__Work task__. Below are some entries; can you quote all of them exactly?

__Entries supplied__.
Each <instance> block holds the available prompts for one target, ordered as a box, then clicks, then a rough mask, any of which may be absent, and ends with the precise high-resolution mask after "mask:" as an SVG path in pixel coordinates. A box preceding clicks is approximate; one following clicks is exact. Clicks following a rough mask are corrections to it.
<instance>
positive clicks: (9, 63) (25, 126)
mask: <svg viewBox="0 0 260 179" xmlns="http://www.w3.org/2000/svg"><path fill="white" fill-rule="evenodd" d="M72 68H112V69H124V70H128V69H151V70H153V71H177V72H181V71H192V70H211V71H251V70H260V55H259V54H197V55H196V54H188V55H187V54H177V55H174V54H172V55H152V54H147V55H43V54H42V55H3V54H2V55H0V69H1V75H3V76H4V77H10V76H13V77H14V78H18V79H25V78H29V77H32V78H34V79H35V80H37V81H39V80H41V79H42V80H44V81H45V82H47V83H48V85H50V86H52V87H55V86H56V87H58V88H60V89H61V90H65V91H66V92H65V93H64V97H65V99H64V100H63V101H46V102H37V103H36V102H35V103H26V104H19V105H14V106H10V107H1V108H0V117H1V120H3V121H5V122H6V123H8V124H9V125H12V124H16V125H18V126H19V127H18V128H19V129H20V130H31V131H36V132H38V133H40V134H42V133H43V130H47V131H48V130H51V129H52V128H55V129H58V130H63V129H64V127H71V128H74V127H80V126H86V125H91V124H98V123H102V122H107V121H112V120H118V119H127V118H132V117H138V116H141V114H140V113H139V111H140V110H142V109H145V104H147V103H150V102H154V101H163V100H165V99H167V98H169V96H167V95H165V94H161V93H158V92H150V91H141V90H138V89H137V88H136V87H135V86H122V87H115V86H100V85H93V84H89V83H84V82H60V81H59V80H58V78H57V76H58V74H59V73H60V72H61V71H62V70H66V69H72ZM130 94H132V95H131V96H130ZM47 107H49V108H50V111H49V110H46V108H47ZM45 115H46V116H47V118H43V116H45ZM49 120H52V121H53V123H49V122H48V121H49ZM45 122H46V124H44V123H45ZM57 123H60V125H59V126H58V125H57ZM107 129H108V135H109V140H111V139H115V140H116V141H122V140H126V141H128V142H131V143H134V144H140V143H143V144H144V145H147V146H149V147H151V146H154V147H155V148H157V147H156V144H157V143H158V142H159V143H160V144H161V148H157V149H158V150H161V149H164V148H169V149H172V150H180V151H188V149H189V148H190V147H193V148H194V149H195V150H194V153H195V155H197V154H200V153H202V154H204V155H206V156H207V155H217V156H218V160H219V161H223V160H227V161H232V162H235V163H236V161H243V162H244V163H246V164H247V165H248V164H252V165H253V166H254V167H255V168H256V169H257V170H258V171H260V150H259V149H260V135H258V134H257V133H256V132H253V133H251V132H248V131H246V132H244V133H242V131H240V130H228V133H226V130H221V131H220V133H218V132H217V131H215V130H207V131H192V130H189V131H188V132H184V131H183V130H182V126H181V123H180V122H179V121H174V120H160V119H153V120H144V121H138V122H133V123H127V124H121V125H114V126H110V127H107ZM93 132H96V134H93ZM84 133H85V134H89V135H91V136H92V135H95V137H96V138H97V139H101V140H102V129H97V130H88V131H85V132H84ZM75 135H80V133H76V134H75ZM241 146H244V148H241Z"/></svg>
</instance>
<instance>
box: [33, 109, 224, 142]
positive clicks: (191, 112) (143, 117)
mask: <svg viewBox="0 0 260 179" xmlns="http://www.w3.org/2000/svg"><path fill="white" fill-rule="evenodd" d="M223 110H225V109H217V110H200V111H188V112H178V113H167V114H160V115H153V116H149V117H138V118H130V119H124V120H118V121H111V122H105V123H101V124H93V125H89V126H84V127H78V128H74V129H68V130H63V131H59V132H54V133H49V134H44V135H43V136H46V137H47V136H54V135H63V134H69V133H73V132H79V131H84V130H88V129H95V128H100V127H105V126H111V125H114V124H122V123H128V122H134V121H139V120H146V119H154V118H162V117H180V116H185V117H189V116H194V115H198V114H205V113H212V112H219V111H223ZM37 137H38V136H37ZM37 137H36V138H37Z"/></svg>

__Task result__.
Each <instance> block holds the available prompts for one target, ordered as a box, then clicks, then a rough mask, any of which may be absent, and ends with the precise high-resolution mask after "mask:" as an SVG path in pixel coordinates. A box preceding clicks is approximate; one following clicks is exact. Clicks following a rough mask are corrections to it.
<instance>
positive clicks: (9, 63) (25, 126)
mask: <svg viewBox="0 0 260 179" xmlns="http://www.w3.org/2000/svg"><path fill="white" fill-rule="evenodd" d="M72 68H112V69H124V70H128V69H151V70H153V71H177V72H181V71H192V70H211V71H251V70H260V55H259V54H197V55H196V54H188V55H187V54H177V55H174V54H172V55H152V54H147V55H43V54H42V55H3V54H2V55H0V69H1V75H3V76H4V77H10V76H13V77H14V78H18V79H25V78H29V77H32V78H34V79H35V80H37V81H39V80H41V79H42V80H44V81H45V82H47V83H48V85H50V86H52V87H55V86H56V87H58V88H60V89H61V90H65V91H66V92H65V93H64V97H65V99H64V100H63V101H46V102H37V103H36V102H35V103H26V104H19V105H14V106H10V107H1V108H0V117H1V120H3V121H5V122H6V123H8V124H9V125H12V124H16V125H18V126H19V127H18V128H19V129H20V130H31V131H36V132H38V133H40V134H42V133H43V130H47V131H48V130H51V129H52V128H55V129H58V130H63V129H64V127H71V128H74V127H80V126H86V125H91V124H98V123H102V122H107V121H112V120H118V119H127V118H132V117H138V116H141V114H140V113H139V111H140V110H142V109H145V104H147V103H150V102H154V101H163V100H165V99H167V98H169V96H167V95H165V94H161V93H158V92H150V91H141V90H138V89H137V88H136V87H135V86H122V87H115V86H100V85H93V84H89V83H84V82H60V81H59V80H58V78H57V76H58V74H59V73H60V72H61V71H62V70H66V69H72ZM130 94H132V95H131V96H130ZM47 107H49V108H50V111H49V110H46V108H47ZM45 115H46V116H47V118H43V116H45ZM49 120H52V121H53V123H49V122H48V121H49ZM45 122H46V124H44V123H45ZM57 123H60V125H59V126H58V125H57ZM107 129H108V135H109V140H111V139H115V140H116V141H122V140H126V141H128V142H131V143H134V144H140V143H143V144H144V145H147V146H149V147H151V146H154V147H155V148H157V147H156V144H157V143H158V142H159V143H160V144H161V148H157V149H158V150H161V149H164V148H169V149H172V150H180V151H188V149H189V148H190V147H193V148H194V149H195V150H194V153H195V155H197V154H200V153H202V154H204V155H206V156H207V155H217V156H218V160H219V161H223V160H227V161H232V162H235V163H236V161H243V162H244V163H246V164H247V165H248V164H252V165H253V166H254V167H255V168H256V169H257V170H258V171H260V150H259V149H260V135H258V134H257V133H256V132H253V133H251V132H248V131H246V132H244V133H242V131H240V130H228V133H226V130H221V131H220V133H218V132H217V131H215V130H207V131H192V130H189V131H188V132H184V131H183V130H182V126H181V123H180V122H179V121H174V120H160V119H153V120H144V121H138V122H133V123H127V124H121V125H114V126H110V127H107ZM93 132H96V134H93ZM84 133H85V134H89V135H91V136H92V135H95V137H96V138H97V139H101V140H102V129H97V130H88V131H85V132H84ZM75 135H80V133H76V134H75ZM241 146H244V148H241Z"/></svg>
</instance>
<instance>
box: [33, 109, 224, 142]
positive clicks: (191, 112) (143, 117)
mask: <svg viewBox="0 0 260 179" xmlns="http://www.w3.org/2000/svg"><path fill="white" fill-rule="evenodd" d="M223 110H225V109H217V110H200V111H188V112H178V113H167V114H160V115H153V116H149V117H138V118H130V119H124V120H118V121H111V122H105V123H101V124H93V125H89V126H84V127H78V128H74V129H68V130H63V131H59V132H54V133H49V134H44V135H43V136H46V137H47V136H54V135H63V134H69V133H73V132H79V131H84V130H88V129H95V128H100V127H105V126H111V125H114V124H122V123H128V122H134V121H139V120H146V119H154V118H162V117H180V116H185V117H189V116H194V115H198V114H205V113H212V112H219V111H223ZM37 137H38V136H37ZM37 137H36V138H37Z"/></svg>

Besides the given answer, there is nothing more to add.